[YOUR GOAL]
Return every line of the items below that contains the word "cluster", keeping in mind that case counts.
======== DATA SUPPLIED
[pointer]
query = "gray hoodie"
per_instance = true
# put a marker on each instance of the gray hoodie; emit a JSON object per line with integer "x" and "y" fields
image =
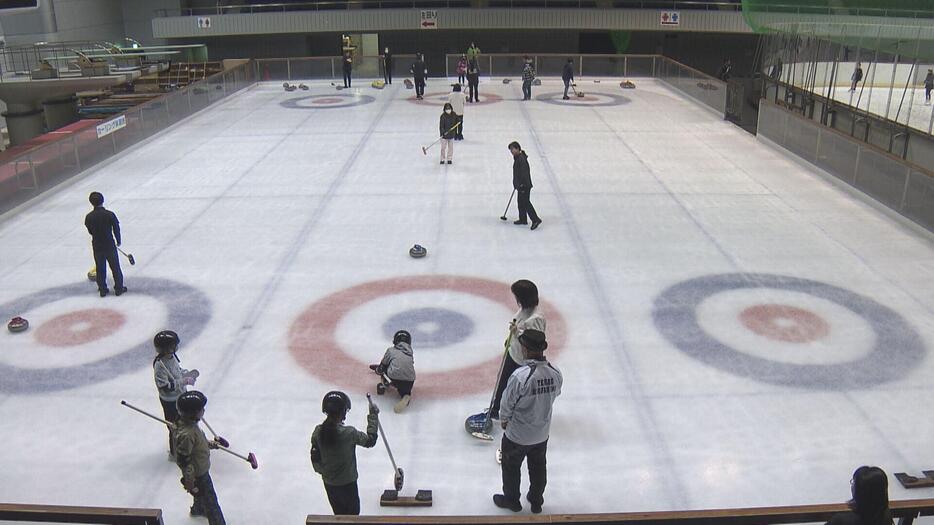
{"x": 399, "y": 363}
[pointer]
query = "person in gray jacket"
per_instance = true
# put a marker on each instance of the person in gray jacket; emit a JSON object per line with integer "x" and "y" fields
{"x": 525, "y": 415}
{"x": 397, "y": 369}
{"x": 333, "y": 451}
{"x": 171, "y": 379}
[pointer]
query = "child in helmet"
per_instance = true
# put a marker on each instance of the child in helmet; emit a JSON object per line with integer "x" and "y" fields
{"x": 333, "y": 452}
{"x": 171, "y": 379}
{"x": 193, "y": 457}
{"x": 398, "y": 369}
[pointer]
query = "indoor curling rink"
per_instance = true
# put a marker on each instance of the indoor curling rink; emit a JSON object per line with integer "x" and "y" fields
{"x": 734, "y": 328}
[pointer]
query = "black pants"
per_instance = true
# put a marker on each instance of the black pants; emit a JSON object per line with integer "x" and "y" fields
{"x": 513, "y": 455}
{"x": 509, "y": 367}
{"x": 103, "y": 257}
{"x": 525, "y": 206}
{"x": 526, "y": 90}
{"x": 171, "y": 415}
{"x": 344, "y": 499}
{"x": 474, "y": 95}
{"x": 205, "y": 501}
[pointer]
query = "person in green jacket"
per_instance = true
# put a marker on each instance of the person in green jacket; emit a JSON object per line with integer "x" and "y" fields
{"x": 333, "y": 452}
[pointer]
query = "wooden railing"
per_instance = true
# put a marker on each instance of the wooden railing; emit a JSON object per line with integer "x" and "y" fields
{"x": 63, "y": 514}
{"x": 905, "y": 511}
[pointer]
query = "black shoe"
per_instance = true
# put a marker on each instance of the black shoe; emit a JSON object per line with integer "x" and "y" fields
{"x": 500, "y": 501}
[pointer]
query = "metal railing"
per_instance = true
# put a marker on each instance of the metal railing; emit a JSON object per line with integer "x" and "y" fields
{"x": 435, "y": 4}
{"x": 39, "y": 169}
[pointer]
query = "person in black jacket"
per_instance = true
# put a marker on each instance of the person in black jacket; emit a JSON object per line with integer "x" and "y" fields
{"x": 104, "y": 228}
{"x": 473, "y": 81}
{"x": 448, "y": 129}
{"x": 522, "y": 182}
{"x": 567, "y": 75}
{"x": 419, "y": 70}
{"x": 348, "y": 67}
{"x": 870, "y": 503}
{"x": 387, "y": 66}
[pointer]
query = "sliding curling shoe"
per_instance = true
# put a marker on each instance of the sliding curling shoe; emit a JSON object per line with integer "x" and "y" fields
{"x": 17, "y": 324}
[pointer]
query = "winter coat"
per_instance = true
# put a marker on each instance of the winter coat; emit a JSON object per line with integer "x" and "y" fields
{"x": 447, "y": 123}
{"x": 567, "y": 73}
{"x": 398, "y": 360}
{"x": 103, "y": 226}
{"x": 456, "y": 99}
{"x": 521, "y": 175}
{"x": 419, "y": 69}
{"x": 337, "y": 462}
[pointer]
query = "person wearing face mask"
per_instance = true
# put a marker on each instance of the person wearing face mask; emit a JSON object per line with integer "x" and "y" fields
{"x": 387, "y": 66}
{"x": 448, "y": 129}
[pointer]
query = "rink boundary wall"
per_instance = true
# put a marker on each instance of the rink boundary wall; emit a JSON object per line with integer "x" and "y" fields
{"x": 69, "y": 514}
{"x": 901, "y": 186}
{"x": 906, "y": 511}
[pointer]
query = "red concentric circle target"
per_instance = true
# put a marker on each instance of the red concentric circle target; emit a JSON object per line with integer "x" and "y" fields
{"x": 313, "y": 343}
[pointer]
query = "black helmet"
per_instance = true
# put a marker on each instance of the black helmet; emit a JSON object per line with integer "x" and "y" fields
{"x": 402, "y": 336}
{"x": 335, "y": 403}
{"x": 191, "y": 402}
{"x": 165, "y": 340}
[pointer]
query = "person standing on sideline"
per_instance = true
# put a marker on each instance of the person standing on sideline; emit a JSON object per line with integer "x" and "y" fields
{"x": 348, "y": 67}
{"x": 525, "y": 415}
{"x": 473, "y": 81}
{"x": 419, "y": 71}
{"x": 870, "y": 504}
{"x": 456, "y": 99}
{"x": 333, "y": 451}
{"x": 462, "y": 70}
{"x": 448, "y": 129}
{"x": 193, "y": 457}
{"x": 171, "y": 379}
{"x": 473, "y": 53}
{"x": 857, "y": 76}
{"x": 387, "y": 66}
{"x": 104, "y": 228}
{"x": 397, "y": 369}
{"x": 928, "y": 86}
{"x": 528, "y": 75}
{"x": 522, "y": 183}
{"x": 567, "y": 75}
{"x": 528, "y": 317}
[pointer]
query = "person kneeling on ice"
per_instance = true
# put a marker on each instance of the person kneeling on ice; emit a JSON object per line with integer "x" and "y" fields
{"x": 193, "y": 457}
{"x": 525, "y": 415}
{"x": 448, "y": 128}
{"x": 333, "y": 451}
{"x": 171, "y": 379}
{"x": 398, "y": 369}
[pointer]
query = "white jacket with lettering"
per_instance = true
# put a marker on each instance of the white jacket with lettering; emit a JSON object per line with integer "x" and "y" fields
{"x": 527, "y": 401}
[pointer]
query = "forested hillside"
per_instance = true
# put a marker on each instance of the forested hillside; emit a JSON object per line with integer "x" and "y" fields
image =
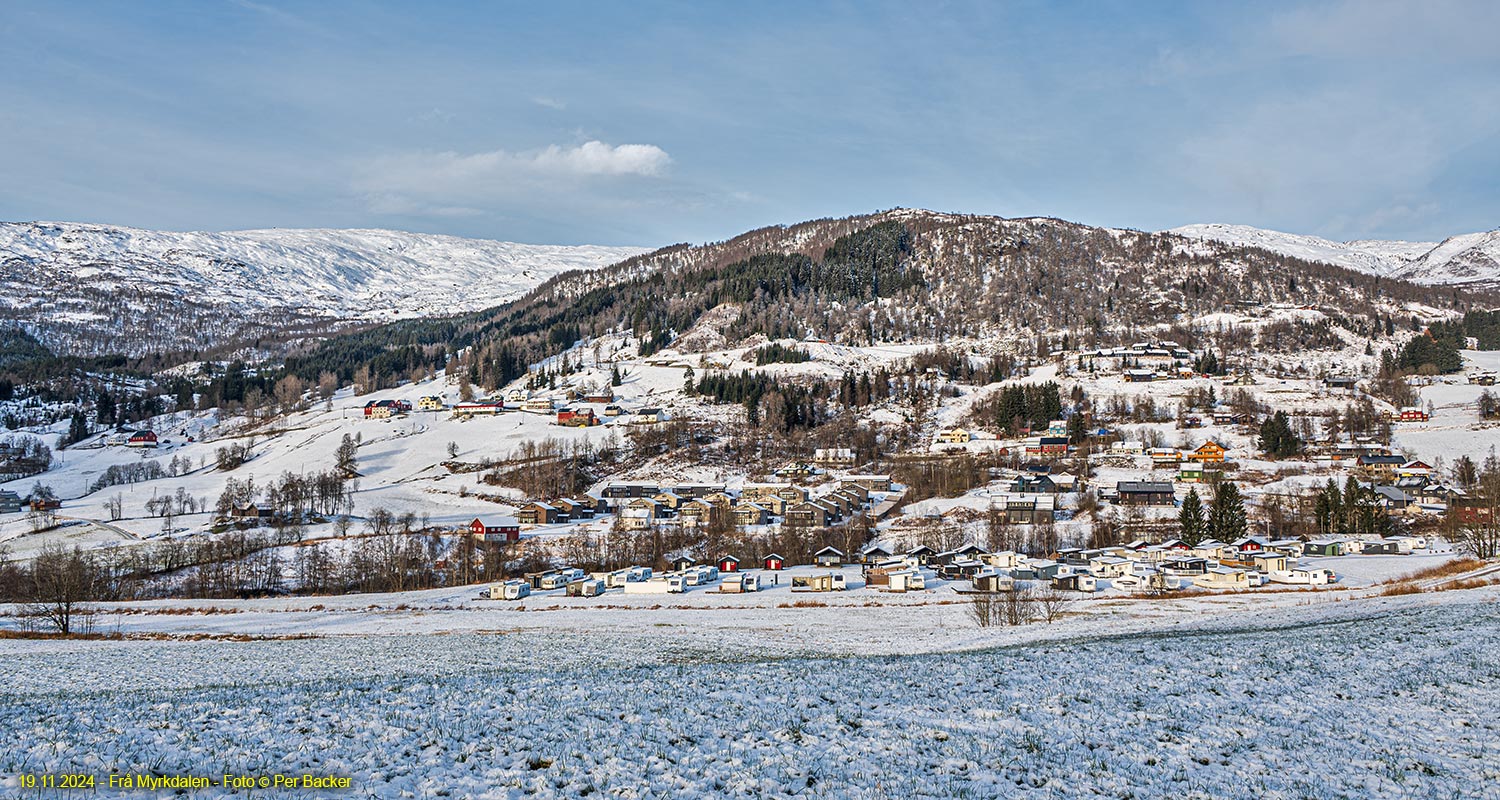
{"x": 894, "y": 276}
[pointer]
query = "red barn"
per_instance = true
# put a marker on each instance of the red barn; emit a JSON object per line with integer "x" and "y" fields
{"x": 579, "y": 418}
{"x": 501, "y": 530}
{"x": 141, "y": 439}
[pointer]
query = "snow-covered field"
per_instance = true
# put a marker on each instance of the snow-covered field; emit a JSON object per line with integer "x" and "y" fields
{"x": 1385, "y": 697}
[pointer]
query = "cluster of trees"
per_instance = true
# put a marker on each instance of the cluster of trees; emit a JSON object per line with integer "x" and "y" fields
{"x": 554, "y": 467}
{"x": 780, "y": 353}
{"x": 1208, "y": 363}
{"x": 1277, "y": 439}
{"x": 233, "y": 455}
{"x": 1016, "y": 407}
{"x": 23, "y": 457}
{"x": 291, "y": 499}
{"x": 1223, "y": 520}
{"x": 1484, "y": 326}
{"x": 1352, "y": 509}
{"x": 1023, "y": 605}
{"x": 1433, "y": 353}
{"x": 779, "y": 404}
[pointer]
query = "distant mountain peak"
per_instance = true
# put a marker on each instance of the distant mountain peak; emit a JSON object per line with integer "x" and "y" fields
{"x": 63, "y": 281}
{"x": 1458, "y": 260}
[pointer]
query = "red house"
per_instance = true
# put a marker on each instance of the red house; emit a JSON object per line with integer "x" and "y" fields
{"x": 501, "y": 530}
{"x": 579, "y": 418}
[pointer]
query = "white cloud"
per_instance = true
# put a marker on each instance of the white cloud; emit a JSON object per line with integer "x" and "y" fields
{"x": 596, "y": 158}
{"x": 440, "y": 183}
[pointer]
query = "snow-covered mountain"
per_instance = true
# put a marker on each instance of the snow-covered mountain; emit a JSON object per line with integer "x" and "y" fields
{"x": 71, "y": 282}
{"x": 1460, "y": 260}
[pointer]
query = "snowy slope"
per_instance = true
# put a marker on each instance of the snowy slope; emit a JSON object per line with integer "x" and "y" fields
{"x": 354, "y": 273}
{"x": 1367, "y": 255}
{"x": 1469, "y": 258}
{"x": 1466, "y": 258}
{"x": 87, "y": 288}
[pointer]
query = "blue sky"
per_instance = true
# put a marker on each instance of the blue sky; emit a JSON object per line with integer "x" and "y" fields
{"x": 645, "y": 123}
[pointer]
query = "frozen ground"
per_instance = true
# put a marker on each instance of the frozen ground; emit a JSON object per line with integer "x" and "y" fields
{"x": 1386, "y": 697}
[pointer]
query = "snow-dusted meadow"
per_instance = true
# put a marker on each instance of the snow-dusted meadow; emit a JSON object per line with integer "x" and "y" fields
{"x": 1394, "y": 697}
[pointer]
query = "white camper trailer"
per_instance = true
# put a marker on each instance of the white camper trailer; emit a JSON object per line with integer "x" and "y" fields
{"x": 671, "y": 584}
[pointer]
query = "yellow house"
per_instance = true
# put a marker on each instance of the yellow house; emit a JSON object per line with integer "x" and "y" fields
{"x": 956, "y": 436}
{"x": 1209, "y": 452}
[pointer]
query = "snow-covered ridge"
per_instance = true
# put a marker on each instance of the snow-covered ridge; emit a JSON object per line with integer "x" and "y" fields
{"x": 344, "y": 273}
{"x": 1467, "y": 258}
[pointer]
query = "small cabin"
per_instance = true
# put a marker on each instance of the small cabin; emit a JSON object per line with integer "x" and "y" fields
{"x": 503, "y": 529}
{"x": 827, "y": 581}
{"x": 828, "y": 557}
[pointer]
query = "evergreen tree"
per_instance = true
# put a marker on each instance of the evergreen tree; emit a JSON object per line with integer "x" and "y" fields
{"x": 1227, "y": 518}
{"x": 1277, "y": 439}
{"x": 78, "y": 428}
{"x": 1190, "y": 518}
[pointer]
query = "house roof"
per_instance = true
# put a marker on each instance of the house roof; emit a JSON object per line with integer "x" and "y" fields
{"x": 1140, "y": 487}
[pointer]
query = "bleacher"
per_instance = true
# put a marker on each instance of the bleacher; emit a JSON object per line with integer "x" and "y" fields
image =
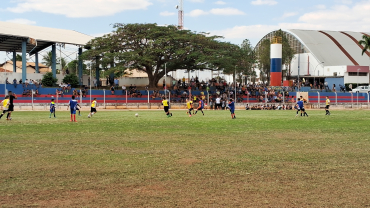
{"x": 45, "y": 95}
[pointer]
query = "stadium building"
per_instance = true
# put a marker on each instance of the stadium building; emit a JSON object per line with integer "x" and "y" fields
{"x": 331, "y": 57}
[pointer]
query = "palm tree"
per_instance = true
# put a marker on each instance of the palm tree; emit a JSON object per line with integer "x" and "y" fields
{"x": 365, "y": 42}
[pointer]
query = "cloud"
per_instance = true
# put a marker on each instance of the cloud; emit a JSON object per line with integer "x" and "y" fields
{"x": 80, "y": 8}
{"x": 218, "y": 11}
{"x": 197, "y": 12}
{"x": 321, "y": 6}
{"x": 22, "y": 21}
{"x": 227, "y": 11}
{"x": 344, "y": 1}
{"x": 166, "y": 13}
{"x": 220, "y": 2}
{"x": 264, "y": 2}
{"x": 289, "y": 14}
{"x": 336, "y": 18}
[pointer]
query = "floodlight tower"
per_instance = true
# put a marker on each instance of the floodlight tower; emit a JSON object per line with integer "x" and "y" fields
{"x": 180, "y": 7}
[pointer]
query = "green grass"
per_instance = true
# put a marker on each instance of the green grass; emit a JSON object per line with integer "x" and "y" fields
{"x": 260, "y": 159}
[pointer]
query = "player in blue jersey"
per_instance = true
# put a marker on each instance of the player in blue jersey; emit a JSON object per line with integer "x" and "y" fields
{"x": 232, "y": 108}
{"x": 200, "y": 106}
{"x": 73, "y": 105}
{"x": 301, "y": 107}
{"x": 52, "y": 108}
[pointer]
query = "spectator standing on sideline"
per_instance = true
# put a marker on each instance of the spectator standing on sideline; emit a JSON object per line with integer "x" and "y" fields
{"x": 116, "y": 82}
{"x": 11, "y": 105}
{"x": 112, "y": 89}
{"x": 15, "y": 83}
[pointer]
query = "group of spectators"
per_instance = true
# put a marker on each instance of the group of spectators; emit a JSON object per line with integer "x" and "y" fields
{"x": 269, "y": 107}
{"x": 26, "y": 84}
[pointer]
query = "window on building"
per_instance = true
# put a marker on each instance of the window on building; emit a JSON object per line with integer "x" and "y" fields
{"x": 355, "y": 74}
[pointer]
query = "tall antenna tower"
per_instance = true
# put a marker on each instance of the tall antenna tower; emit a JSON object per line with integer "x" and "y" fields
{"x": 180, "y": 7}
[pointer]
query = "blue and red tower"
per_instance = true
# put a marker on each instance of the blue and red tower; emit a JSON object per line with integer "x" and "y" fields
{"x": 276, "y": 54}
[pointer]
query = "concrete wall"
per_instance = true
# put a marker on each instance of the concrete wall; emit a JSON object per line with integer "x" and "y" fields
{"x": 356, "y": 79}
{"x": 336, "y": 81}
{"x": 307, "y": 64}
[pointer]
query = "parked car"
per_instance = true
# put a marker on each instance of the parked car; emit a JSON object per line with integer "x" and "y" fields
{"x": 361, "y": 89}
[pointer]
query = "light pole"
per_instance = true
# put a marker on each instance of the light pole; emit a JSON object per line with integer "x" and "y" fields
{"x": 314, "y": 72}
{"x": 90, "y": 82}
{"x": 358, "y": 77}
{"x": 235, "y": 82}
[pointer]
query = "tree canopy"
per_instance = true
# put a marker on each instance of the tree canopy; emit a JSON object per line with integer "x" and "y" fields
{"x": 149, "y": 47}
{"x": 365, "y": 42}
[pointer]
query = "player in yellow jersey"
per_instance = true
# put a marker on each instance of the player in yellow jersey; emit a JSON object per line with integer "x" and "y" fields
================
[FINISHED EXERCISE]
query = "cluster of trees"
# put a marker on each instance of the cluster of trees; emit a JSON object per line with integer "x" and "y" fields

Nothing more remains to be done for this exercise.